> Problem description: Write out each line below precisely, passing over the pictures.

> Extracted records:
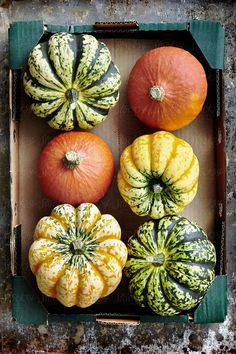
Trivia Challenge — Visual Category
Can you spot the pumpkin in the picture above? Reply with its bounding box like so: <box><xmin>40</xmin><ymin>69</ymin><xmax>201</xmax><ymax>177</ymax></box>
<box><xmin>117</xmin><ymin>131</ymin><xmax>199</xmax><ymax>219</ymax></box>
<box><xmin>29</xmin><ymin>203</ymin><xmax>128</xmax><ymax>307</ymax></box>
<box><xmin>125</xmin><ymin>216</ymin><xmax>216</xmax><ymax>316</ymax></box>
<box><xmin>38</xmin><ymin>131</ymin><xmax>114</xmax><ymax>205</ymax></box>
<box><xmin>128</xmin><ymin>46</ymin><xmax>207</xmax><ymax>131</ymax></box>
<box><xmin>23</xmin><ymin>32</ymin><xmax>121</xmax><ymax>131</ymax></box>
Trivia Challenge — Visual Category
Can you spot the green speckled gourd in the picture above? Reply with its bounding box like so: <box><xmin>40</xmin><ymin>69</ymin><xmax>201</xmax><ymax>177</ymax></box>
<box><xmin>23</xmin><ymin>33</ymin><xmax>121</xmax><ymax>130</ymax></box>
<box><xmin>125</xmin><ymin>216</ymin><xmax>216</xmax><ymax>316</ymax></box>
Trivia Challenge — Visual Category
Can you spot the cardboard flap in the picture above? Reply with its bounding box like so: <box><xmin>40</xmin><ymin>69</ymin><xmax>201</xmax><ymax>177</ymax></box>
<box><xmin>9</xmin><ymin>20</ymin><xmax>44</xmax><ymax>70</ymax></box>
<box><xmin>47</xmin><ymin>24</ymin><xmax>94</xmax><ymax>34</ymax></box>
<box><xmin>189</xmin><ymin>20</ymin><xmax>225</xmax><ymax>69</ymax></box>
<box><xmin>46</xmin><ymin>24</ymin><xmax>71</xmax><ymax>33</ymax></box>
<box><xmin>139</xmin><ymin>22</ymin><xmax>187</xmax><ymax>31</ymax></box>
<box><xmin>9</xmin><ymin>20</ymin><xmax>225</xmax><ymax>70</ymax></box>
<box><xmin>194</xmin><ymin>275</ymin><xmax>227</xmax><ymax>323</ymax></box>
<box><xmin>12</xmin><ymin>275</ymin><xmax>227</xmax><ymax>324</ymax></box>
<box><xmin>12</xmin><ymin>276</ymin><xmax>48</xmax><ymax>325</ymax></box>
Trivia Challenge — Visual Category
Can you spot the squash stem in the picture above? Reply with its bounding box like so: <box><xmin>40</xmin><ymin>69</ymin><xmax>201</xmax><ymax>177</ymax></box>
<box><xmin>66</xmin><ymin>88</ymin><xmax>78</xmax><ymax>110</ymax></box>
<box><xmin>153</xmin><ymin>183</ymin><xmax>163</xmax><ymax>193</ymax></box>
<box><xmin>149</xmin><ymin>86</ymin><xmax>165</xmax><ymax>102</ymax></box>
<box><xmin>146</xmin><ymin>253</ymin><xmax>165</xmax><ymax>265</ymax></box>
<box><xmin>70</xmin><ymin>239</ymin><xmax>84</xmax><ymax>255</ymax></box>
<box><xmin>63</xmin><ymin>150</ymin><xmax>80</xmax><ymax>169</ymax></box>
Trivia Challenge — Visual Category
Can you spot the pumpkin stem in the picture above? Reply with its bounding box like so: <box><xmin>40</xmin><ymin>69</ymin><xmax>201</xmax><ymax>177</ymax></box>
<box><xmin>63</xmin><ymin>151</ymin><xmax>80</xmax><ymax>169</ymax></box>
<box><xmin>146</xmin><ymin>253</ymin><xmax>165</xmax><ymax>266</ymax></box>
<box><xmin>149</xmin><ymin>86</ymin><xmax>165</xmax><ymax>102</ymax></box>
<box><xmin>66</xmin><ymin>88</ymin><xmax>78</xmax><ymax>110</ymax></box>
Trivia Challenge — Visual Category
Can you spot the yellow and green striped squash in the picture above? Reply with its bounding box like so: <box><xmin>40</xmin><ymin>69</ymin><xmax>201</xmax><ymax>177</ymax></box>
<box><xmin>117</xmin><ymin>131</ymin><xmax>199</xmax><ymax>219</ymax></box>
<box><xmin>125</xmin><ymin>216</ymin><xmax>216</xmax><ymax>316</ymax></box>
<box><xmin>23</xmin><ymin>33</ymin><xmax>121</xmax><ymax>130</ymax></box>
<box><xmin>29</xmin><ymin>203</ymin><xmax>127</xmax><ymax>308</ymax></box>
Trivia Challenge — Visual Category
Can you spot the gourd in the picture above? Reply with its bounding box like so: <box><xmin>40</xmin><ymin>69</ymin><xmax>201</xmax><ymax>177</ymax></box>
<box><xmin>117</xmin><ymin>131</ymin><xmax>199</xmax><ymax>219</ymax></box>
<box><xmin>24</xmin><ymin>32</ymin><xmax>121</xmax><ymax>130</ymax></box>
<box><xmin>29</xmin><ymin>203</ymin><xmax>127</xmax><ymax>307</ymax></box>
<box><xmin>128</xmin><ymin>46</ymin><xmax>207</xmax><ymax>131</ymax></box>
<box><xmin>37</xmin><ymin>131</ymin><xmax>114</xmax><ymax>205</ymax></box>
<box><xmin>125</xmin><ymin>216</ymin><xmax>216</xmax><ymax>316</ymax></box>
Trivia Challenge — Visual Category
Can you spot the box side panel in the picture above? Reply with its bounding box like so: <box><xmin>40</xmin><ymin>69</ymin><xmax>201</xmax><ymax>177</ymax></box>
<box><xmin>189</xmin><ymin>20</ymin><xmax>225</xmax><ymax>69</ymax></box>
<box><xmin>215</xmin><ymin>70</ymin><xmax>227</xmax><ymax>274</ymax></box>
<box><xmin>139</xmin><ymin>22</ymin><xmax>187</xmax><ymax>31</ymax></box>
<box><xmin>9</xmin><ymin>20</ymin><xmax>44</xmax><ymax>70</ymax></box>
<box><xmin>194</xmin><ymin>275</ymin><xmax>227</xmax><ymax>323</ymax></box>
<box><xmin>48</xmin><ymin>313</ymin><xmax>188</xmax><ymax>324</ymax></box>
<box><xmin>46</xmin><ymin>24</ymin><xmax>70</xmax><ymax>32</ymax></box>
<box><xmin>8</xmin><ymin>20</ymin><xmax>225</xmax><ymax>70</ymax></box>
<box><xmin>9</xmin><ymin>70</ymin><xmax>20</xmax><ymax>276</ymax></box>
<box><xmin>46</xmin><ymin>24</ymin><xmax>94</xmax><ymax>33</ymax></box>
<box><xmin>12</xmin><ymin>276</ymin><xmax>48</xmax><ymax>325</ymax></box>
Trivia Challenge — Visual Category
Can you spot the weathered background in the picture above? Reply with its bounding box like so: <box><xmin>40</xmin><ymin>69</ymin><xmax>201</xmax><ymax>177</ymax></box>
<box><xmin>0</xmin><ymin>0</ymin><xmax>235</xmax><ymax>353</ymax></box>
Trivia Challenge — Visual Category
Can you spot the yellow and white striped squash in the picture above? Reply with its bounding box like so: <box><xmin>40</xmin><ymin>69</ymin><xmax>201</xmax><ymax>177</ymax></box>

> Solution for this exercise:
Trivia Challenge — Visual Category
Can you spot the pumpkin in the picture above? Reply with its bounding box like so: <box><xmin>40</xmin><ymin>69</ymin><xmax>201</xmax><ymax>177</ymax></box>
<box><xmin>117</xmin><ymin>131</ymin><xmax>199</xmax><ymax>219</ymax></box>
<box><xmin>29</xmin><ymin>203</ymin><xmax>128</xmax><ymax>307</ymax></box>
<box><xmin>125</xmin><ymin>216</ymin><xmax>216</xmax><ymax>316</ymax></box>
<box><xmin>38</xmin><ymin>131</ymin><xmax>114</xmax><ymax>205</ymax></box>
<box><xmin>128</xmin><ymin>46</ymin><xmax>207</xmax><ymax>131</ymax></box>
<box><xmin>23</xmin><ymin>32</ymin><xmax>121</xmax><ymax>131</ymax></box>
Trivia Challenge — Visual Category
Can you spot the green speckled gourd in the picture above? Reply with its bounding box like so: <box><xmin>40</xmin><ymin>69</ymin><xmax>201</xmax><ymax>177</ymax></box>
<box><xmin>23</xmin><ymin>33</ymin><xmax>121</xmax><ymax>130</ymax></box>
<box><xmin>125</xmin><ymin>216</ymin><xmax>216</xmax><ymax>316</ymax></box>
Trivia Challenge — Visual Category
Can you spot the cardboard flap in the picture above? Reply with its bounding box like so: <box><xmin>40</xmin><ymin>69</ymin><xmax>201</xmax><ymax>177</ymax></box>
<box><xmin>9</xmin><ymin>20</ymin><xmax>44</xmax><ymax>70</ymax></box>
<box><xmin>47</xmin><ymin>24</ymin><xmax>94</xmax><ymax>34</ymax></box>
<box><xmin>189</xmin><ymin>20</ymin><xmax>225</xmax><ymax>69</ymax></box>
<box><xmin>46</xmin><ymin>24</ymin><xmax>71</xmax><ymax>33</ymax></box>
<box><xmin>139</xmin><ymin>22</ymin><xmax>187</xmax><ymax>31</ymax></box>
<box><xmin>9</xmin><ymin>20</ymin><xmax>225</xmax><ymax>70</ymax></box>
<box><xmin>194</xmin><ymin>275</ymin><xmax>227</xmax><ymax>323</ymax></box>
<box><xmin>12</xmin><ymin>275</ymin><xmax>227</xmax><ymax>324</ymax></box>
<box><xmin>12</xmin><ymin>276</ymin><xmax>48</xmax><ymax>325</ymax></box>
Trivia Challenge — Visual Category
Can you spot the squash stem in the picture above? Reply with its bounding box like so: <box><xmin>40</xmin><ymin>69</ymin><xmax>201</xmax><ymax>177</ymax></box>
<box><xmin>66</xmin><ymin>88</ymin><xmax>78</xmax><ymax>110</ymax></box>
<box><xmin>153</xmin><ymin>183</ymin><xmax>163</xmax><ymax>193</ymax></box>
<box><xmin>149</xmin><ymin>86</ymin><xmax>165</xmax><ymax>102</ymax></box>
<box><xmin>146</xmin><ymin>253</ymin><xmax>165</xmax><ymax>265</ymax></box>
<box><xmin>70</xmin><ymin>239</ymin><xmax>84</xmax><ymax>255</ymax></box>
<box><xmin>63</xmin><ymin>150</ymin><xmax>80</xmax><ymax>169</ymax></box>
Trivia Challenge — Visual Category
Can you spot the pumpkin stem in the picture above? Reply with its bounding box like so: <box><xmin>40</xmin><ymin>69</ymin><xmax>201</xmax><ymax>177</ymax></box>
<box><xmin>63</xmin><ymin>151</ymin><xmax>80</xmax><ymax>169</ymax></box>
<box><xmin>146</xmin><ymin>253</ymin><xmax>165</xmax><ymax>266</ymax></box>
<box><xmin>149</xmin><ymin>86</ymin><xmax>165</xmax><ymax>102</ymax></box>
<box><xmin>66</xmin><ymin>88</ymin><xmax>78</xmax><ymax>110</ymax></box>
Trivia Challenge — Visual Category
Can you spot the yellow and green striped squash in the picture above? Reply with its bounding box like so: <box><xmin>40</xmin><ymin>69</ymin><xmax>201</xmax><ymax>177</ymax></box>
<box><xmin>117</xmin><ymin>131</ymin><xmax>199</xmax><ymax>219</ymax></box>
<box><xmin>125</xmin><ymin>216</ymin><xmax>216</xmax><ymax>316</ymax></box>
<box><xmin>23</xmin><ymin>33</ymin><xmax>121</xmax><ymax>130</ymax></box>
<box><xmin>29</xmin><ymin>203</ymin><xmax>127</xmax><ymax>308</ymax></box>
Trivia Challenge — Visual Category
Can you spot the gourd in the picture above? Reply with its bounding box like so: <box><xmin>40</xmin><ymin>69</ymin><xmax>201</xmax><ymax>177</ymax></box>
<box><xmin>117</xmin><ymin>131</ymin><xmax>199</xmax><ymax>219</ymax></box>
<box><xmin>24</xmin><ymin>32</ymin><xmax>121</xmax><ymax>130</ymax></box>
<box><xmin>29</xmin><ymin>203</ymin><xmax>127</xmax><ymax>307</ymax></box>
<box><xmin>128</xmin><ymin>46</ymin><xmax>207</xmax><ymax>131</ymax></box>
<box><xmin>37</xmin><ymin>131</ymin><xmax>114</xmax><ymax>205</ymax></box>
<box><xmin>125</xmin><ymin>216</ymin><xmax>216</xmax><ymax>316</ymax></box>
Trivia Challenge — Visual Category
Can you spot the box side panel in the picture above? Reply with its bounding box like so: <box><xmin>40</xmin><ymin>69</ymin><xmax>201</xmax><ymax>177</ymax></box>
<box><xmin>189</xmin><ymin>20</ymin><xmax>225</xmax><ymax>69</ymax></box>
<box><xmin>215</xmin><ymin>70</ymin><xmax>227</xmax><ymax>274</ymax></box>
<box><xmin>139</xmin><ymin>22</ymin><xmax>187</xmax><ymax>31</ymax></box>
<box><xmin>9</xmin><ymin>20</ymin><xmax>44</xmax><ymax>70</ymax></box>
<box><xmin>194</xmin><ymin>275</ymin><xmax>227</xmax><ymax>323</ymax></box>
<box><xmin>48</xmin><ymin>313</ymin><xmax>188</xmax><ymax>324</ymax></box>
<box><xmin>46</xmin><ymin>24</ymin><xmax>70</xmax><ymax>32</ymax></box>
<box><xmin>8</xmin><ymin>20</ymin><xmax>225</xmax><ymax>70</ymax></box>
<box><xmin>9</xmin><ymin>70</ymin><xmax>20</xmax><ymax>276</ymax></box>
<box><xmin>46</xmin><ymin>24</ymin><xmax>94</xmax><ymax>33</ymax></box>
<box><xmin>12</xmin><ymin>276</ymin><xmax>48</xmax><ymax>325</ymax></box>
Trivia Challenge — Visual Category
Can you spot the weathered background in the picture above? Reply with its bounding box like so: <box><xmin>40</xmin><ymin>69</ymin><xmax>201</xmax><ymax>177</ymax></box>
<box><xmin>0</xmin><ymin>0</ymin><xmax>235</xmax><ymax>353</ymax></box>
Trivia Challenge — Visual Category
Can you spot the yellow and white striped squash in the picture above? Reply with its bounding box like so: <box><xmin>40</xmin><ymin>69</ymin><xmax>201</xmax><ymax>177</ymax></box>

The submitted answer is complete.